I stuck my head through blank clouds of a morose day. Drab and listless surroundings uplifted me there, not because of what I could see, but what I couldn’t.
I experienced a revival that day late in March. It was forecast to be a pleasantly warm and sunny day. My jaunt to Winona was fraught with excuses to get myself out of the house. Where was the sun? On a sour note, I grumbled that March leaves us yearning, with its unsightly dirty snow along curbs and roadways, hillsides where bare trees form colorless, topsy-turvy patterns, and brown lawns where barren flower beds yawn at robins’ return.
“SALES” in every store did nothing for me in my restlessness. I seemed to be wandering pointlessly from aisle to aisle, which is not my cup of tea. Claustrophobic from indoor’s confinement, my next move was more like myself. Even during lackluster, not-quite-spring days there are mysteries taking place in long shadows, and carpeting forest floors, details hidden from view in their natural obscurity.
I had the outrageous urge to honk my horn all along my way out of the store’s parking lot. “Farewell you bargain hunters! May you find the treasures that you seek!” Giddy with the juices of spring surging through my veins, I took off for back roads of tranquility. Well, maybe not just yet, but we know what’s to come is already beginning…if we chance to think about it.
I opened the van window for bird song and an internal drum roll of emerging life, where swirling air splashed across my face aroused me with scents of wet moss and decayed swampland. One of our favorite drives in winter is the Whitewater State Park area, through Weaver bottoms. The place appears to be deserted, with dead trees in disarray from past storms, and potholes defacing the roadway. To say that this is an area overrun with wildlife and avian inhabitants is a paradox.
Though unseen, except for occasional ducks swimming along opened streams and wild turkeys that aren’t sure whether they’re coming or going, naturalists are well aware of brilliance springing from emptiness. There’s quite a difference in feeling like you’re in the middle of nowhere and knowing your heart beats with the pulse of life everywhere.
I think of a Bible verse. “Now faith is the substance of things hoped for, the evidence of things not seen.”

_____

**GIVEN TASK A:** Using the essay above about a March drive, decide whether each statement agrees with it: (i) the day was forecast to be warm and sunny, (ii) the writer enjoyed wandering from aisle to aisle in the stores, (iii) the writer closed the van window against the cold air. Answer yes or no for each, and quote the words from the essay that decide it.

_____

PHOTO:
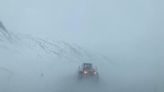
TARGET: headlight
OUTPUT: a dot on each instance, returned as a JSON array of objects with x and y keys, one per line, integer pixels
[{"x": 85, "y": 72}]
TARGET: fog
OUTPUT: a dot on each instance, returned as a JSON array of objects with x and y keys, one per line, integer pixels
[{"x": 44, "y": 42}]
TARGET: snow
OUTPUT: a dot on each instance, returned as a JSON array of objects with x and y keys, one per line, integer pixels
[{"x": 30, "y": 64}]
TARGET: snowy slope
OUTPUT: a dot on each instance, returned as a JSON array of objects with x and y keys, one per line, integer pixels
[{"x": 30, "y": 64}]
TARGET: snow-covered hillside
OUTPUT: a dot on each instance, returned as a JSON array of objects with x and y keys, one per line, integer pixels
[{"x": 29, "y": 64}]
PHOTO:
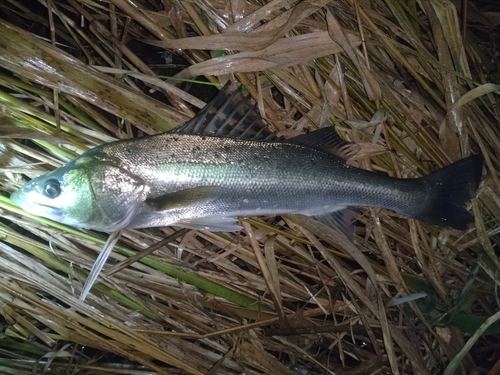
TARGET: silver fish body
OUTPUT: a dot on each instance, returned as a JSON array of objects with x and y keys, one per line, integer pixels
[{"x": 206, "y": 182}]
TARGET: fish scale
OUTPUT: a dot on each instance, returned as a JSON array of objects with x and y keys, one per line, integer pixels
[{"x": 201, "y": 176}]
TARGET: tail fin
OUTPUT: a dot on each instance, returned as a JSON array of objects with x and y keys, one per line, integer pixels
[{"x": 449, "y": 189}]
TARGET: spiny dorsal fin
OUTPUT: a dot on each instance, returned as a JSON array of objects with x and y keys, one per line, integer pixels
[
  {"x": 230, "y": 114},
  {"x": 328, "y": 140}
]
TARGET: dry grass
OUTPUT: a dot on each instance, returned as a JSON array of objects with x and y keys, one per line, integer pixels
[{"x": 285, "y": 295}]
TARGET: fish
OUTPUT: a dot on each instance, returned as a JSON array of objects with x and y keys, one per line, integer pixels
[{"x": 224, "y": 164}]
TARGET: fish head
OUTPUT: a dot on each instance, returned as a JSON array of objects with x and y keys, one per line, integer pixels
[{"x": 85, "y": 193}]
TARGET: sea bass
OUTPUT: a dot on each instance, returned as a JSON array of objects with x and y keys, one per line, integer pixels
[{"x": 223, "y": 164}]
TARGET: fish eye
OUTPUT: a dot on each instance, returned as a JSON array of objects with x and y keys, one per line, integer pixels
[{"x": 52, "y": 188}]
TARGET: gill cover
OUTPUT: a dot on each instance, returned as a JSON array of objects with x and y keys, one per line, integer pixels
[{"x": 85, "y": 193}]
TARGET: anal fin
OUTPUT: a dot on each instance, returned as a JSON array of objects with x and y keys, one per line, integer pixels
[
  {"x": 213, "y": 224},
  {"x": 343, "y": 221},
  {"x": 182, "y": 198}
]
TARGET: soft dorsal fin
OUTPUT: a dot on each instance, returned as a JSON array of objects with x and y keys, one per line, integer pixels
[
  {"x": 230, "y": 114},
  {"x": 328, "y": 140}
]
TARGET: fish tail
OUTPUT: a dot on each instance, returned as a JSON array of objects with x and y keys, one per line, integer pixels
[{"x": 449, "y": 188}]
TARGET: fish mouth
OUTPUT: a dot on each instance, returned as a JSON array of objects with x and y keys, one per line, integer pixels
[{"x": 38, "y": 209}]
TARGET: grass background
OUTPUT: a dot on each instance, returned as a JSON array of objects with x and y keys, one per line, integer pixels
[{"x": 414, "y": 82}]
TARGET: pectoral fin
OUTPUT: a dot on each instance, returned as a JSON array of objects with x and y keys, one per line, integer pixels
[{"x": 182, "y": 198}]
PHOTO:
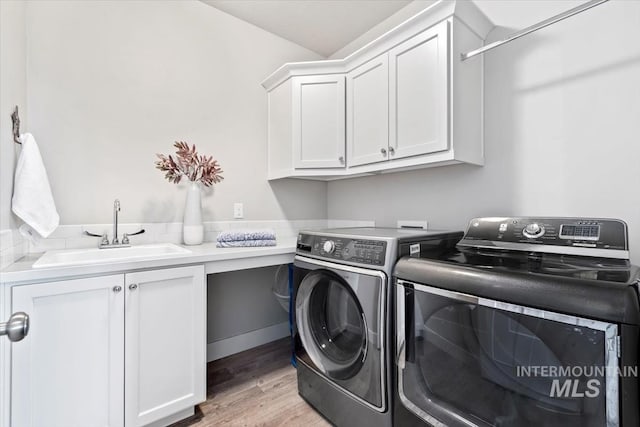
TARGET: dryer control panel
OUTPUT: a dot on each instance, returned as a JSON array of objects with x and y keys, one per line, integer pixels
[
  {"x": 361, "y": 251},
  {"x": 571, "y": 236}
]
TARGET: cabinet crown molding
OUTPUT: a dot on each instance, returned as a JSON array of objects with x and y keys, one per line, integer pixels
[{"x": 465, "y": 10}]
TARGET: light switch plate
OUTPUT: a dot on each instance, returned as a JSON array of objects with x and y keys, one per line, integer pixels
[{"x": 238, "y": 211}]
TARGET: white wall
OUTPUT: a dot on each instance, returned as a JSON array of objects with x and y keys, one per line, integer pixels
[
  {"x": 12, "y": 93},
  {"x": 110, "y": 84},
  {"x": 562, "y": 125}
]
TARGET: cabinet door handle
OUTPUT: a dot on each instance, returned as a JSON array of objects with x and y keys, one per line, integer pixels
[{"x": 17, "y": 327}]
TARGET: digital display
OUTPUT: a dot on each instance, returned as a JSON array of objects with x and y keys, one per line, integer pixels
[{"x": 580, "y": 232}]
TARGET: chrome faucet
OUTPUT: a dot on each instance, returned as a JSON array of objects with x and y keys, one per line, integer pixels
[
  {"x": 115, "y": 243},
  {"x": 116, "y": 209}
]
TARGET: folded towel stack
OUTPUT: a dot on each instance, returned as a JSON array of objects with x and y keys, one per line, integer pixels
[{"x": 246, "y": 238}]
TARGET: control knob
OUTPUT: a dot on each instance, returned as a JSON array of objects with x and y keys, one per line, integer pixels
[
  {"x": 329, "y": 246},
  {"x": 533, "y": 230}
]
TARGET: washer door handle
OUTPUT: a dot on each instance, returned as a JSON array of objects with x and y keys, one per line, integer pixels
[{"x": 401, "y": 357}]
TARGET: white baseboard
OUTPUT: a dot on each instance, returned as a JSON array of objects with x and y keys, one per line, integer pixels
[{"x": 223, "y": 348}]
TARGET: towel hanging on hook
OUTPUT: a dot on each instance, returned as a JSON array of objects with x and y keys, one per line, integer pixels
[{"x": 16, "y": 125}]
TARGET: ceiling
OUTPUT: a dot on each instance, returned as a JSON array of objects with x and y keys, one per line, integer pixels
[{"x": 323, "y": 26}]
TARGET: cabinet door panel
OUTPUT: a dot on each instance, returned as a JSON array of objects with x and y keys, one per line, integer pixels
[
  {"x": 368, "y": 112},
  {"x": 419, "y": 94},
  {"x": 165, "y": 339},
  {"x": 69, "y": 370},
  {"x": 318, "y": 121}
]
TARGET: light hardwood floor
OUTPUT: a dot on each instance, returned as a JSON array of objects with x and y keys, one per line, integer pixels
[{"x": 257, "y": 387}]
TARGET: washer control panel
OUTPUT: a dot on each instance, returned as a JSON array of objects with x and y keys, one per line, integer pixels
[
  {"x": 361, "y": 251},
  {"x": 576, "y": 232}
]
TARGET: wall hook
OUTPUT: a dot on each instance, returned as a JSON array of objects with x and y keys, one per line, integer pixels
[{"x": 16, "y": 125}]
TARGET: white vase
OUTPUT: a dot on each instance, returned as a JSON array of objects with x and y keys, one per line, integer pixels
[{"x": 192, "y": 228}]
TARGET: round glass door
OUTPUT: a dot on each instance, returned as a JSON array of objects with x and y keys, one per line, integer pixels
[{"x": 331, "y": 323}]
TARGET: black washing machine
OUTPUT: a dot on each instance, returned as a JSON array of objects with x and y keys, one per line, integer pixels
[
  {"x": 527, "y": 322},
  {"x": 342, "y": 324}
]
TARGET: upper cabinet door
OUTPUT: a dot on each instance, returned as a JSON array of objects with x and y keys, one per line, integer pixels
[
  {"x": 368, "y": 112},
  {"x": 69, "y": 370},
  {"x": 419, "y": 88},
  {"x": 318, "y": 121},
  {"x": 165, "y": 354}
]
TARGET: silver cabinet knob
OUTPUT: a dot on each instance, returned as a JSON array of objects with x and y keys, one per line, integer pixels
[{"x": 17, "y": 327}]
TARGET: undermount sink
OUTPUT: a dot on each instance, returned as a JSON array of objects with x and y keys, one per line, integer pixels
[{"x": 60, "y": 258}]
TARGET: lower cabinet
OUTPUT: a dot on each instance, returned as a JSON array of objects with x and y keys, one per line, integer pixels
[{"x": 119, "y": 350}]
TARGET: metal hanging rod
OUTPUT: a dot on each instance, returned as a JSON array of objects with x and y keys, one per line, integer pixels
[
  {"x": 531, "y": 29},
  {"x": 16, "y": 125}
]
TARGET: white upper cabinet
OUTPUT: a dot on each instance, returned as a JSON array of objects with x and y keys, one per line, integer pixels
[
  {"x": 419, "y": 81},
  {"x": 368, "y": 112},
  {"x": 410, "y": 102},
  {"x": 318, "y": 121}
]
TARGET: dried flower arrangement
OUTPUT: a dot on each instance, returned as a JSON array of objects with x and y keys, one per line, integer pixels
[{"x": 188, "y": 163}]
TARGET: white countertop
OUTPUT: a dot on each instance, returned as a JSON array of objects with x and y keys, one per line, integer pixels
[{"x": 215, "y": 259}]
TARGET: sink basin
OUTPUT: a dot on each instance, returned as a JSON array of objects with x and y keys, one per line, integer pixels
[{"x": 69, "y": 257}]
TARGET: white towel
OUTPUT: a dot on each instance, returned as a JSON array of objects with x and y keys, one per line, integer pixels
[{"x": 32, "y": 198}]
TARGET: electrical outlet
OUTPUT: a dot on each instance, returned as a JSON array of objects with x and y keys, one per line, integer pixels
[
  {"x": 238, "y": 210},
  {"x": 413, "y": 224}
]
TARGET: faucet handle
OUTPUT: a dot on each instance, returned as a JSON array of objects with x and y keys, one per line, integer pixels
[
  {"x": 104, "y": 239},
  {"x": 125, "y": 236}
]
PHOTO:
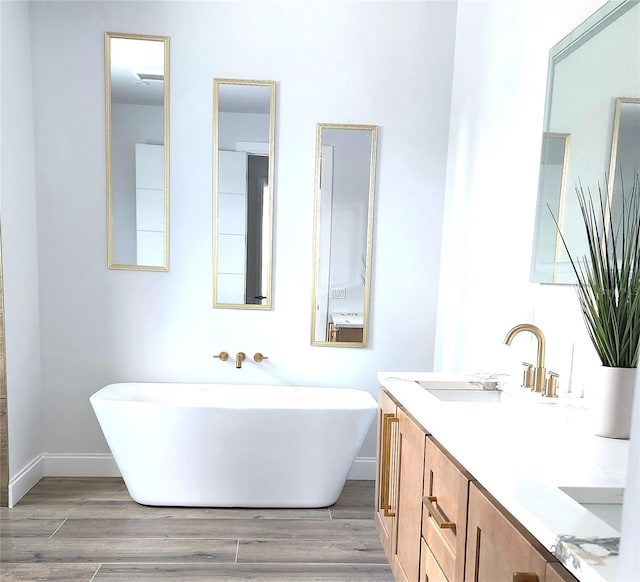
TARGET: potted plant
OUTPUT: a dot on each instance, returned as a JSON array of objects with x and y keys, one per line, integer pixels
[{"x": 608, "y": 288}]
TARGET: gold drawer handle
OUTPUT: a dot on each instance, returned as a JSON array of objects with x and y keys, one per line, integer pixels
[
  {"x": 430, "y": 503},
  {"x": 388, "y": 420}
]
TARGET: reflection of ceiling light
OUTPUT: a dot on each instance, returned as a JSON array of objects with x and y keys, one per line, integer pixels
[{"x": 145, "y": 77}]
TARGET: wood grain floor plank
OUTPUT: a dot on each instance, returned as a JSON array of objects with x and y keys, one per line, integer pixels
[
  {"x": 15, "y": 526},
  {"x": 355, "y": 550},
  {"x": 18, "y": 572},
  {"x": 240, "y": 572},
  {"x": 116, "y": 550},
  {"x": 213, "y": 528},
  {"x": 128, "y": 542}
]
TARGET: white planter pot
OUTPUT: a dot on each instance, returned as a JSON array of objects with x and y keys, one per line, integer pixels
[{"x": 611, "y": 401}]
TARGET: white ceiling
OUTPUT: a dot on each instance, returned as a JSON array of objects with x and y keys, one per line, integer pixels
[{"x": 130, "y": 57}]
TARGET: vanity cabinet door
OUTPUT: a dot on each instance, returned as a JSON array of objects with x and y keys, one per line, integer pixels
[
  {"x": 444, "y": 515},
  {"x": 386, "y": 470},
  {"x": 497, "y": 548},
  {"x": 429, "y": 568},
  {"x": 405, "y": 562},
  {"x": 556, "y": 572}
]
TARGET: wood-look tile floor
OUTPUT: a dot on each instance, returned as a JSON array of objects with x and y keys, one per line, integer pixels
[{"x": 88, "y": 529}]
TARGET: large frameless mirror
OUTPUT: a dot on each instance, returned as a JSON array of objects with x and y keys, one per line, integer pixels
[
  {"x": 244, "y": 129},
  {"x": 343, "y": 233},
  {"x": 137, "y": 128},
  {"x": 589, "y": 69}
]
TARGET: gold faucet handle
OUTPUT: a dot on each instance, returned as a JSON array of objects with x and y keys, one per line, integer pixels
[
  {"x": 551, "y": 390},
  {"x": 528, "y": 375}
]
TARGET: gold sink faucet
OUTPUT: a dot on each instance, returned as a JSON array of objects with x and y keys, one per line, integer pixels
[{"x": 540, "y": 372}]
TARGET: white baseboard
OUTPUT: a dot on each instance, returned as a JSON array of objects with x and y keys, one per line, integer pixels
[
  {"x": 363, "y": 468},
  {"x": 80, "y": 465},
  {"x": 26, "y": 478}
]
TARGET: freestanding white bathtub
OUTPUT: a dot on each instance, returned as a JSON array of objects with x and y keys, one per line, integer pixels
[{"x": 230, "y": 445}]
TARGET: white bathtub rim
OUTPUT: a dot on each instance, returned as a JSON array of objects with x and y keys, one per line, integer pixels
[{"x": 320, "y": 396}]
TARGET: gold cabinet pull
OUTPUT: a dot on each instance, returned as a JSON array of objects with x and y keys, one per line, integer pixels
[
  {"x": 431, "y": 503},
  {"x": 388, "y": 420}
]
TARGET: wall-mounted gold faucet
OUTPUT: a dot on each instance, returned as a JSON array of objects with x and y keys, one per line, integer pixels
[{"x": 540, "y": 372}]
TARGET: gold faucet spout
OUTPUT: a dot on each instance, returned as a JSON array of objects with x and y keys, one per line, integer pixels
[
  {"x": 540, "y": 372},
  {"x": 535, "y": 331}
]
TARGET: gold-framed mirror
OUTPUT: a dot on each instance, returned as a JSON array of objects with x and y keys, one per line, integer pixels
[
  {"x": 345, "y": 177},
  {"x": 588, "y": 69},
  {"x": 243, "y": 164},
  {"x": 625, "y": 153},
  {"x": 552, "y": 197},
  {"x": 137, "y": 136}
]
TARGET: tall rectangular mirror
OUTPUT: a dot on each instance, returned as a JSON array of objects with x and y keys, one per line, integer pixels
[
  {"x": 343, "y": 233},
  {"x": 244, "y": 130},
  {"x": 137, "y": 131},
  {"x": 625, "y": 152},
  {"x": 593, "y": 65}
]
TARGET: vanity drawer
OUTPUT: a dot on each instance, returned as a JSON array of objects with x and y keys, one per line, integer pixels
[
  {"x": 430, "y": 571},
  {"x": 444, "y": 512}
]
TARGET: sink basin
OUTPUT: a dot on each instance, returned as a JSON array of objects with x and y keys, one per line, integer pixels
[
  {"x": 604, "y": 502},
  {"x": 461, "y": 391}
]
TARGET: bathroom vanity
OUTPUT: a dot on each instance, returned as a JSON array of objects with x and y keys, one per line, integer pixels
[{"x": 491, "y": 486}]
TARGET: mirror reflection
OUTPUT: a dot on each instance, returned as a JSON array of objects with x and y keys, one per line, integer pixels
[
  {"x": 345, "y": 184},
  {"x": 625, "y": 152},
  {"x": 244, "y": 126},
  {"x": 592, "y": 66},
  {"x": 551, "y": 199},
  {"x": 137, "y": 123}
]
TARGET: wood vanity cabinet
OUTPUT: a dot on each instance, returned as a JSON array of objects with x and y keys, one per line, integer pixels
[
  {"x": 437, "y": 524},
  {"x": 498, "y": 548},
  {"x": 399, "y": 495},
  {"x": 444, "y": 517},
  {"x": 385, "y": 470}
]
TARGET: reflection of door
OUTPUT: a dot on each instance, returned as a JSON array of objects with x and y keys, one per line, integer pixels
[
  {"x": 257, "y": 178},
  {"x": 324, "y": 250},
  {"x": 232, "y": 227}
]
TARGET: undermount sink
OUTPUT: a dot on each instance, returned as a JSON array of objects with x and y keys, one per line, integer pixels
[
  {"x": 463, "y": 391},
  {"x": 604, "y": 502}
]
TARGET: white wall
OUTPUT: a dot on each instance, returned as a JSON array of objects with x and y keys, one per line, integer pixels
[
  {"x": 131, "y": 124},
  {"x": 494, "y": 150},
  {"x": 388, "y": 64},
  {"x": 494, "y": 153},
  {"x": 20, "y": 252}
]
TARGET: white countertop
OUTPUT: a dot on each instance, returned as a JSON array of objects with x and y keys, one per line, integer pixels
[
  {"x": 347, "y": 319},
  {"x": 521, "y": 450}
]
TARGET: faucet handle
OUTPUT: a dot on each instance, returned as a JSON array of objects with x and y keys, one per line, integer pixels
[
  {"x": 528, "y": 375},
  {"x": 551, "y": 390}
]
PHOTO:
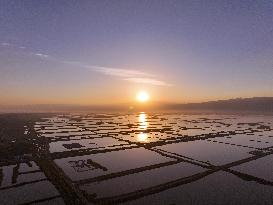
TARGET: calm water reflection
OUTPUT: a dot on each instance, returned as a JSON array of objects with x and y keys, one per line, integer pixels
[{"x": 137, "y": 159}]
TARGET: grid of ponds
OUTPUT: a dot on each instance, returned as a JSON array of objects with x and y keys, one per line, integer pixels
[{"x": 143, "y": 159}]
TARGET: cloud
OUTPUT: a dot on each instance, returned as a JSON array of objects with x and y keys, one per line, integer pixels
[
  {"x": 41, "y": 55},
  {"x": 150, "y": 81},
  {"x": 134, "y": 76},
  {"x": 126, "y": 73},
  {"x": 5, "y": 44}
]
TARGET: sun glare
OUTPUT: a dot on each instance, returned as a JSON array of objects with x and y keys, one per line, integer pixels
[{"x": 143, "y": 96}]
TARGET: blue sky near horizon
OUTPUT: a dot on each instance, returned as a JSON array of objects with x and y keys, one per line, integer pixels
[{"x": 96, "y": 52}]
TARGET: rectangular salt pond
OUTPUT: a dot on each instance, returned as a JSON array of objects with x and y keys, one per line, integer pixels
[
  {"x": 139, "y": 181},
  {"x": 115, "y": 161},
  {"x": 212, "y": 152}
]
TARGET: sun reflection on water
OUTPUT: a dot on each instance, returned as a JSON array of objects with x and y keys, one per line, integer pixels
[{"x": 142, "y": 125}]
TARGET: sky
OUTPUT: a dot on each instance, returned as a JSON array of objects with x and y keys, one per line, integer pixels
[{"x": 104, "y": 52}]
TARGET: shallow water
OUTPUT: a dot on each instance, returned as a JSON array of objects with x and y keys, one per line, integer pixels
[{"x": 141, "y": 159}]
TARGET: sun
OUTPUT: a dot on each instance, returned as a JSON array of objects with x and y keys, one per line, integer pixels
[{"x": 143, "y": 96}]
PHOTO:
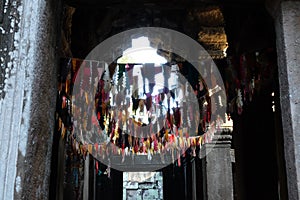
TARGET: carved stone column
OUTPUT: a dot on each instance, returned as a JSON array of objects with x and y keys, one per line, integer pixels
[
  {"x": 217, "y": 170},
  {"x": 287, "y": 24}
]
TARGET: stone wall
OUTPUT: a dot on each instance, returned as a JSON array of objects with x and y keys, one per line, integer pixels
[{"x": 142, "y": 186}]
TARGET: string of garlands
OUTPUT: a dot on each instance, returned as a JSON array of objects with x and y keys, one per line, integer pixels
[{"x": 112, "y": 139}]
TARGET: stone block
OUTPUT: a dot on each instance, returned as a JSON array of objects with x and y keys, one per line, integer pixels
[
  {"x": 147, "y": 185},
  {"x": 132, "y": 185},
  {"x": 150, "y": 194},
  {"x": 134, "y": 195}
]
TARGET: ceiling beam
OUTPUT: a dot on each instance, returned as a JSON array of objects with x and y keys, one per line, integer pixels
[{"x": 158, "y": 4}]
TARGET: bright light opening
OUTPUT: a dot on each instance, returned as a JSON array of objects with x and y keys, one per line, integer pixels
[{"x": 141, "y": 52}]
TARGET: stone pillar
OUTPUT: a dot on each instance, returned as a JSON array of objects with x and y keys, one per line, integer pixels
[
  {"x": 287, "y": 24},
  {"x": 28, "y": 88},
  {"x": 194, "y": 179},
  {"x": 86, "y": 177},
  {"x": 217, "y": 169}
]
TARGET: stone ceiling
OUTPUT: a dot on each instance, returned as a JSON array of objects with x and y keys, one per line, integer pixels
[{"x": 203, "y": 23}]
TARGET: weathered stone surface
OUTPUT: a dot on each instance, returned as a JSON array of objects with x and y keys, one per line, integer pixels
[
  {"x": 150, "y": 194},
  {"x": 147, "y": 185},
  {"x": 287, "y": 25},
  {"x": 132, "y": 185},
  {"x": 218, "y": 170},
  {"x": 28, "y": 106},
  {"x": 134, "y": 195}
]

_____

**GIVEN TASK B:** Collect every line of the entries above that contains the string "fish".

**WORKED ANSWER A:**
(i) Yes: "It was forecast to be a pleasantly warm and sunny day."
(ii) No: "I seemed to be wandering pointlessly from aisle to aisle, which is not my cup of tea."
(iii) No: "I opened the van window for bird song and an internal drum roll of emerging life"

**WORKED ANSWER B:**
TARGET: silver fish body
TARGET: fish scale
TARGET: fish
TARGET: fish head
TARGET: fish eye
TARGET: fish tail
TARGET: fish mouth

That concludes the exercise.